Location identification items
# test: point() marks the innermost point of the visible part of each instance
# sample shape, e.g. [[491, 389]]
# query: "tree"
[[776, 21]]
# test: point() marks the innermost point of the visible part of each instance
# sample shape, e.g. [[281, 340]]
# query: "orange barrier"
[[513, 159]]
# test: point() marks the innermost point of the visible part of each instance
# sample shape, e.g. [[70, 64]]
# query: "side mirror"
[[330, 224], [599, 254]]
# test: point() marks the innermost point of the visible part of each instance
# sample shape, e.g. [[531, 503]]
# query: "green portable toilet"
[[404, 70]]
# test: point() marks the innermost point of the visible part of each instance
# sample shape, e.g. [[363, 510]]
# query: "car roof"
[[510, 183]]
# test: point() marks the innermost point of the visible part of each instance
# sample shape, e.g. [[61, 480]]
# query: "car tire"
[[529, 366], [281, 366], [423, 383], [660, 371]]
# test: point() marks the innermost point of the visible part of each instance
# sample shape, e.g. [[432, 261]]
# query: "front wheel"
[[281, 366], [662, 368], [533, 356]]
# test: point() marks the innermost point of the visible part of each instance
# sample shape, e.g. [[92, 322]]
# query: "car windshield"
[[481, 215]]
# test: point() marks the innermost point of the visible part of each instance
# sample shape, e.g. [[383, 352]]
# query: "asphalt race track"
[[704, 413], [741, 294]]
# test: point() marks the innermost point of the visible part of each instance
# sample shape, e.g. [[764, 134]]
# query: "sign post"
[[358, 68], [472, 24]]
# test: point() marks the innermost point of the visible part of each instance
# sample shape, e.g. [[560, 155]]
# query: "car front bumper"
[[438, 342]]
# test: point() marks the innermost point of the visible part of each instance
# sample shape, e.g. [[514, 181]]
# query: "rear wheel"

> [Task prompt] Every record above should be copied exactly.

> [Response to the exercise]
# test: point() marks the innermost point of the visible part of each instance
# sample shape, e.g. [[491, 389]]
# query: "tree"
[[776, 21]]
# test: point() marks the innermost point of the visible part of each instance
# sample shape, e.g. [[281, 340]]
# query: "orange barrier"
[[513, 159]]
# test: point() marks the innermost point of the visible part of each instance
# sample shape, e.g. [[70, 64]]
# query: "side mirror"
[[330, 224], [599, 254]]
# test: point() marks the innermost point of the visible part of each instance
# sample shape, e.g. [[531, 503]]
# query: "green portable toilet"
[[404, 70]]
# test: point() marks the innermost point of the visible part of each instance
# sample shape, e.g. [[363, 510]]
# query: "car roof"
[[510, 183]]
# test: point() marks the innermost point of the visible part of each instance
# sample shape, e.g. [[61, 480]]
# query: "car tire"
[[529, 366], [281, 366], [423, 383], [660, 371]]
# test: point() marks the innermost point of the visible part of each instance
# sample shape, e.g. [[432, 261]]
# query: "front wheel"
[[281, 366], [662, 368], [533, 356]]
# test: point() marks the innermost point of the visible part of each instance
# sample shape, e.g. [[92, 322]]
# query: "car windshield"
[[481, 215]]
# test: point() marks the innermost point of the visible part of each instance
# sample shape, e.g. [[383, 352]]
# query: "asphalt race track"
[[704, 413], [741, 294]]
# test: point() marks the innermost point of the visible part of each instance
# sample shape, e.g. [[764, 134]]
# query: "sign post"
[[358, 68], [472, 24]]
# test: point() marks the innermost point of the visible part of each instance
# sample shape, e.g. [[560, 155]]
# query: "car front bumper"
[[438, 342]]
# test: point() marks the innermost point of the visible part of each instance
# sample shape, e.g. [[514, 181]]
# query: "rear wheel"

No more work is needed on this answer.